Content starts
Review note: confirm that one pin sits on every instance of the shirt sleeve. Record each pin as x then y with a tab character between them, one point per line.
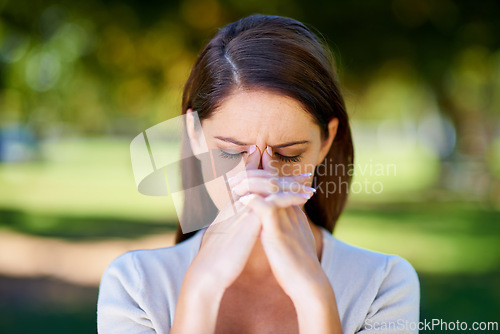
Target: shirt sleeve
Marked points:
396	306
118	306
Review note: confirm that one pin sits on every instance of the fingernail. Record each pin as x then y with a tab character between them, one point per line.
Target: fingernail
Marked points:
311	189
269	151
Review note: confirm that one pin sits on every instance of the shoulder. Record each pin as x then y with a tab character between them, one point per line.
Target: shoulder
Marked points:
372	287
139	265
139	288
364	262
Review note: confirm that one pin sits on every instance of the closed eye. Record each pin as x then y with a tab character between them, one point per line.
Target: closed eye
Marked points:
285	158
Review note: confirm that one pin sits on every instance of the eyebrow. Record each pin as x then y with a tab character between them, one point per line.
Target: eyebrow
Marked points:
237	142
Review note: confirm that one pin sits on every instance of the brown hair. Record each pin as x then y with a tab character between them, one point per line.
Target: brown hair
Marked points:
282	55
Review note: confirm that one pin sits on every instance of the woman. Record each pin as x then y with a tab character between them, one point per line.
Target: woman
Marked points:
265	92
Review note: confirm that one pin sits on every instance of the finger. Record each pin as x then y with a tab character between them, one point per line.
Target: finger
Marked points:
253	159
266	210
291	184
235	180
263	186
304	225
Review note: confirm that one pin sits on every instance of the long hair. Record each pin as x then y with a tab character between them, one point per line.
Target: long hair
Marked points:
281	55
Content ends
§ **THE TASK**
Going through the material, how many lines contain the word "hair"? Please give only the number.

§ **ANSWER TO THIS EXERCISE**
4